** TO DO **
**1)** List each city named in the blog post on street pitching.
**2)** From the blog post on street pitching, return the passage from "Hand written is" to "is so loved.", copied word for word.

Monday, February 09, 2009

Letters to pitch

I found this picture on Smashing Apps. I think it is from the Autralian post office...



















Hand written is always so much better! Geoff often leaves me little 'love' or 'appreciation' notes around the house..I read them over and over because it makes me feel like a goddess who is so loved.

I received a really special hand-written letter from my beautiful actress-friend, Jennifer Reinfrank aka: Jennifer Karen.

We worked together in one of the most potentially soul-destroying jobs I have ever had the displeasure of being employed to do: Street Pitching.

There are companies in London (such as make-over photography studios) that employ a 'direct marketing agency' to bring people in so that they can rip them off by making them buy expensive photographs of themself.... I'm not saying it's a total waste of time: these companies provide a very worth-while service to those who are in need of professional photographs of themselves (actors, omodels and such)... but the bill you may have to fit for falling in love with the pictures of yourself may be a little more than daunting & will probably prevent you from buying that new pair of sunglasses you've been wanting for the last year...or from going on that much-needed holiday! :)

I was too naive - didn't apply the common sense that what I was doing was actually illegal: Street trading is defined as the selling or offering for sale of any article in the street.Traders who use the public highway to sell goods or services must have a street trading licence to carry out trade from a designated site/pitch and display of goods in front of a shop. [www.ealing.gov.uk]

In the time I worked for two of these [illegal-operation-promoting] marketing companies - owned by a seedy gambling addict who led us to believe he spent most of his time in LA or Miami or thereabouts (!) - I saw a lot of girls & guys, men & women...people desperate to possess glameroso photos of themselves.
They'd smelled a rat all along...and then, at photo-buying point, they would look quite uncomfortable parting with their hard-earned (or Dad-given) cash. These people were trapped into a tight corner by the cute photography sales consultant's smooth tongue & easy compliments...as well as by their compulsive need to possess the shots...They would have no choice (for they had been snared) to pay the price of their vanity.

I only paid for one shoot's photos - The first one:
I was conned ( like all the people I had & would pitch ). Mine was under the false pretence of a free shoot & photos: they wanted me to experience the package so that I could do my sales pitch from experience - then they hit me with a choice - money for photos or no photos. I was enraged...but I admit: I liked the look of myself in the photos...& the photographic sales' person pitch was 'right on the money': my money - of which there was not a lot between the room I shared in a hostel with 7 other people, and the need for basic sustinance.

** GIVEN DATA **
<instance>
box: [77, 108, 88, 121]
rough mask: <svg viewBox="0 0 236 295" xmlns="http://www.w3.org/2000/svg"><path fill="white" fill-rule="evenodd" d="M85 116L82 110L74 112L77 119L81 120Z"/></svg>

** SOLUTIONS BELOW **
**1)** London, LA, Miami

**2)**
Hand written is always so much better! Geoff often leaves me little 'love' or 'appreciation' notes around the house..I read them over and over because it makes me feel like a goddess who is so loved.